— begin —

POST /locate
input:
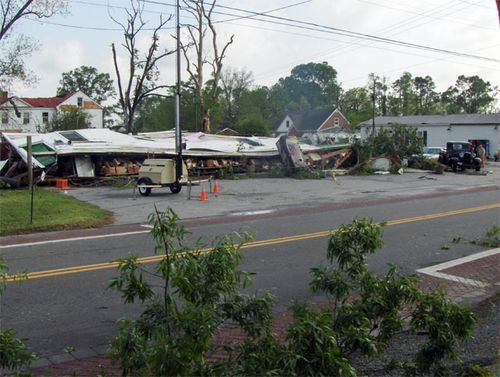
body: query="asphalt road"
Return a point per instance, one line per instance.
(67, 302)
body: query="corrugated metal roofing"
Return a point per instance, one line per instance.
(50, 102)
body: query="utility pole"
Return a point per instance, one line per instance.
(373, 105)
(178, 135)
(29, 146)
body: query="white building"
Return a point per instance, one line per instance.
(436, 130)
(34, 114)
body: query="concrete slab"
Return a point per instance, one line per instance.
(257, 194)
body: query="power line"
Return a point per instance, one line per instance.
(347, 33)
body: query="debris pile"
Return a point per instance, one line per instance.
(95, 153)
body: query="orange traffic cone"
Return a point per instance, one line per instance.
(203, 195)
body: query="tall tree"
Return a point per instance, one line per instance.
(425, 96)
(403, 87)
(471, 94)
(139, 81)
(315, 83)
(234, 84)
(98, 86)
(202, 29)
(15, 49)
(356, 105)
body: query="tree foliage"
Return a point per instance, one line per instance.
(470, 95)
(15, 49)
(98, 86)
(312, 86)
(192, 292)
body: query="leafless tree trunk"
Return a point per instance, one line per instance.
(140, 80)
(203, 28)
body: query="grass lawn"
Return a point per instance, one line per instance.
(52, 210)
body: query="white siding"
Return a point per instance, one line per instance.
(437, 136)
(282, 128)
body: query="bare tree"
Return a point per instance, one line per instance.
(202, 29)
(14, 50)
(233, 84)
(141, 79)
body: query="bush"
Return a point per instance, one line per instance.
(196, 291)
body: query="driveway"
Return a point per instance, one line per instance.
(255, 195)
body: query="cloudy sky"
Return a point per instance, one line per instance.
(442, 38)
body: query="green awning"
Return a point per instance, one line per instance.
(41, 147)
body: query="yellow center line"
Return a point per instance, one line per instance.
(248, 245)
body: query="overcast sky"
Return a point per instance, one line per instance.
(270, 47)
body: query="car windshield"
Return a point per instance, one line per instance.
(460, 146)
(429, 150)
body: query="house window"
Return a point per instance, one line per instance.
(423, 135)
(26, 118)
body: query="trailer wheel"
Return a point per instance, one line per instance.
(175, 188)
(144, 191)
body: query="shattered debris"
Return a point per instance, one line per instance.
(95, 153)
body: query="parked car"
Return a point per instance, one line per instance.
(459, 155)
(432, 153)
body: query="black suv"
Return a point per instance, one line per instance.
(459, 155)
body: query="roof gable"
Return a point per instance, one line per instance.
(435, 120)
(50, 102)
(309, 120)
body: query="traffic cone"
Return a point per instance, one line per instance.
(216, 189)
(203, 195)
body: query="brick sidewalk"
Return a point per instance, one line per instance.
(470, 280)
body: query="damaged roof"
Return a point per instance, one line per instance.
(104, 141)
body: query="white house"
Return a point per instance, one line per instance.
(34, 114)
(436, 130)
(315, 125)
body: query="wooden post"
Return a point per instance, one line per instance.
(30, 173)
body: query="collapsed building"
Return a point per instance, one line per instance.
(95, 153)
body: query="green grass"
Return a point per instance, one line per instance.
(52, 210)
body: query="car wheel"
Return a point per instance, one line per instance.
(144, 191)
(175, 188)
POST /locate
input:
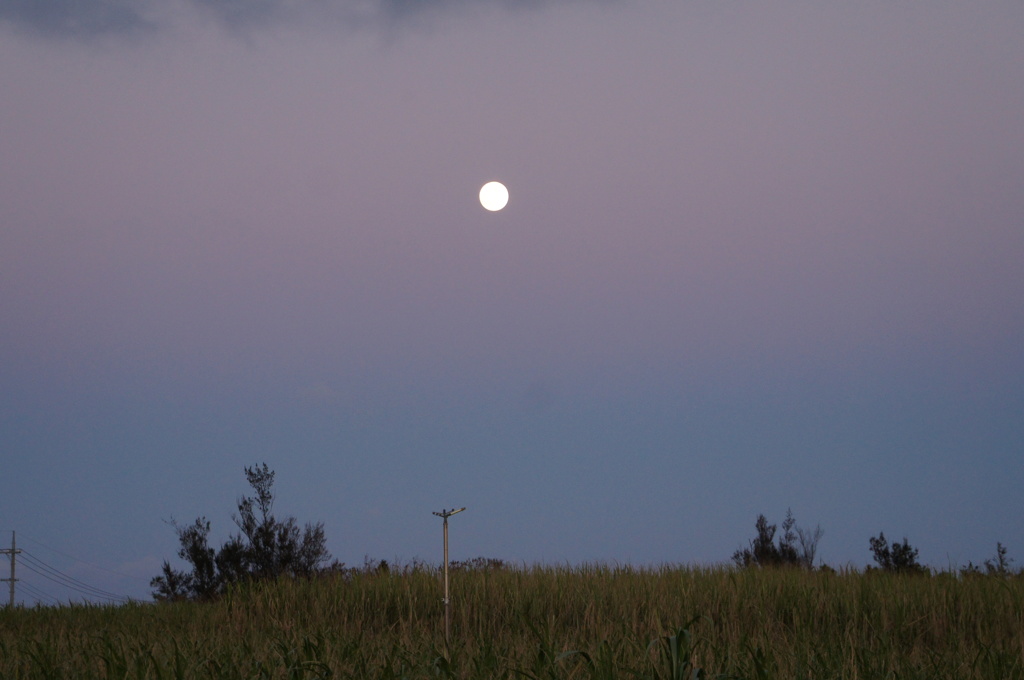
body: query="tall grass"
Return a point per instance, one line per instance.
(543, 622)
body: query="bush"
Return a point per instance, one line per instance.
(265, 548)
(796, 547)
(900, 557)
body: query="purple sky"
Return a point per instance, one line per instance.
(755, 257)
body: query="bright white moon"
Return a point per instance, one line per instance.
(494, 196)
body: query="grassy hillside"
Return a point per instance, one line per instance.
(591, 622)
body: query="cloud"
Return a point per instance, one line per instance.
(87, 18)
(74, 17)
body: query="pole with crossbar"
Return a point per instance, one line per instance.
(444, 514)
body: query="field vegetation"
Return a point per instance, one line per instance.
(550, 623)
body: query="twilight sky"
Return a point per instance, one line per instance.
(757, 256)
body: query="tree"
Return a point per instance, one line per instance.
(266, 548)
(763, 550)
(997, 566)
(898, 558)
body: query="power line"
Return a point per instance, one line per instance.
(77, 559)
(37, 565)
(39, 595)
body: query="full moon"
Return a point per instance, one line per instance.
(494, 196)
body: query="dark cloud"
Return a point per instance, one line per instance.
(73, 17)
(94, 17)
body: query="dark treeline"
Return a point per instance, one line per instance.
(268, 548)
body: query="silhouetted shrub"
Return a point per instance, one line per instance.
(899, 558)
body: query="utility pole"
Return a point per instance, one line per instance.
(448, 618)
(12, 552)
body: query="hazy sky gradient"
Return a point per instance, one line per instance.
(755, 257)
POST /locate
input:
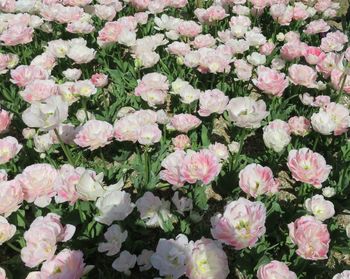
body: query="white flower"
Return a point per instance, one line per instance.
(322, 122)
(90, 187)
(46, 115)
(171, 256)
(153, 210)
(125, 262)
(114, 204)
(115, 238)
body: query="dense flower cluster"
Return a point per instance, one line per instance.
(174, 138)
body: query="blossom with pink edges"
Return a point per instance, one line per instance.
(241, 225)
(311, 237)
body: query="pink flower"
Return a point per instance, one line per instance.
(206, 260)
(241, 225)
(181, 142)
(66, 264)
(200, 166)
(308, 166)
(37, 182)
(153, 89)
(314, 55)
(212, 101)
(319, 207)
(188, 28)
(302, 75)
(275, 269)
(246, 113)
(17, 35)
(7, 231)
(185, 122)
(94, 134)
(23, 75)
(9, 148)
(99, 80)
(42, 237)
(171, 165)
(5, 120)
(39, 90)
(311, 237)
(11, 196)
(317, 26)
(337, 79)
(271, 81)
(299, 125)
(256, 180)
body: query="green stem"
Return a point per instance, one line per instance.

— end —

Please collect every line of the records that contains the word "white" and copy each one out.

COMPLETE OUTPUT
body: query="white building"
body: query="white siding"
body: query="white house"
body: query="bright white moon"
body: query="white flower"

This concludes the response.